# STATED EXERCISE
Please rewrite the data starting at the line containing "Target — built-in oven." and ending with the final line, keeping the requests. Offset every coordinate in the answers by adding 50 to each number.

====== EXERCISE MATERIAL ======

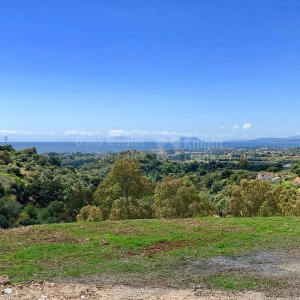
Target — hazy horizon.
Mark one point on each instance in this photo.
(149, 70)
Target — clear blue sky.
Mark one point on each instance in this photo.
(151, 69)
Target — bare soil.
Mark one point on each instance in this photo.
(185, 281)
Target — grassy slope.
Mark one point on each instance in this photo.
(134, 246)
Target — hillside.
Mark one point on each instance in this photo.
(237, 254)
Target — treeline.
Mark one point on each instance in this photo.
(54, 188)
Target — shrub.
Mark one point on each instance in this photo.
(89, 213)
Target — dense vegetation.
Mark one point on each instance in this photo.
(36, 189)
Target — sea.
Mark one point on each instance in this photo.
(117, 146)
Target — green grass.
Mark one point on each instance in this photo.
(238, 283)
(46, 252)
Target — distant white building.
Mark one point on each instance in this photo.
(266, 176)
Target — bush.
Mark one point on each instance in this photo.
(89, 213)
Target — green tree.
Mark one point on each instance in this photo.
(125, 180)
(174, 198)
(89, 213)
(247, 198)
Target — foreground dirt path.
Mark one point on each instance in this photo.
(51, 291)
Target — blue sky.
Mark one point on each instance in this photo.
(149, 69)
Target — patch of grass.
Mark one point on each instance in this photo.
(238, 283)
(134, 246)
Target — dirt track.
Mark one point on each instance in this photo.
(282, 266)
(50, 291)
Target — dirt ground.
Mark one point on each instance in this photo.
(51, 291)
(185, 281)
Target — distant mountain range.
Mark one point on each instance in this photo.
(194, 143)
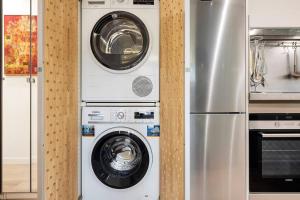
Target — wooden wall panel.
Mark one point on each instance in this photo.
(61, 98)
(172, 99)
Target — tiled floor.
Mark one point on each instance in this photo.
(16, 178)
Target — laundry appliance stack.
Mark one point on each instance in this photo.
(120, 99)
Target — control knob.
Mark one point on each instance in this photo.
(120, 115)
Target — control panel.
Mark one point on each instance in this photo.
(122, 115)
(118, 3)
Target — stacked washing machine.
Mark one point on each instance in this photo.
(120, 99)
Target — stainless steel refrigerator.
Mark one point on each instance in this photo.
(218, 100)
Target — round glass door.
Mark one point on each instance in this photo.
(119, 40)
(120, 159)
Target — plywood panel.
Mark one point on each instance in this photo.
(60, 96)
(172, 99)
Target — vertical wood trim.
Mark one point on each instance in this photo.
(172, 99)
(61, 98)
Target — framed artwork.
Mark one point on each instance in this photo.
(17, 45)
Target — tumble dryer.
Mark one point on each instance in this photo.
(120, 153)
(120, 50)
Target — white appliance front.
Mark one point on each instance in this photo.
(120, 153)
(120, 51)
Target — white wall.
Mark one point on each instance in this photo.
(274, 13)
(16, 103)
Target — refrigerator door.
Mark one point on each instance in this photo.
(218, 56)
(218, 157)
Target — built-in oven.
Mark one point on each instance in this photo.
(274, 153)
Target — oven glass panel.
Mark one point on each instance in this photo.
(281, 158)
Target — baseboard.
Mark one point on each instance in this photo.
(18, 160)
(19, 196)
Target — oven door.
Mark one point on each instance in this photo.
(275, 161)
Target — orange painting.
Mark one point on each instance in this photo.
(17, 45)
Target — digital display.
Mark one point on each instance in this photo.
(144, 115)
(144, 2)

======

# ANSWER FOR THE TASK
Target — built-in oven.
Mark one point on each instance in this photo.
(324, 203)
Target — oven glass panel.
Mark one point on each instance in this photo.
(331, 208)
Target — baseboard.
Mark one point on each instance in this photo.
(68, 210)
(69, 246)
Target — oven door.
Mark one point on each instance in this photo.
(325, 211)
Target — orange painting.
Mark one point on each instance in this photo.
(67, 95)
Target — digital display.
Mark one point on each instance in this photo.
(194, 165)
(194, 52)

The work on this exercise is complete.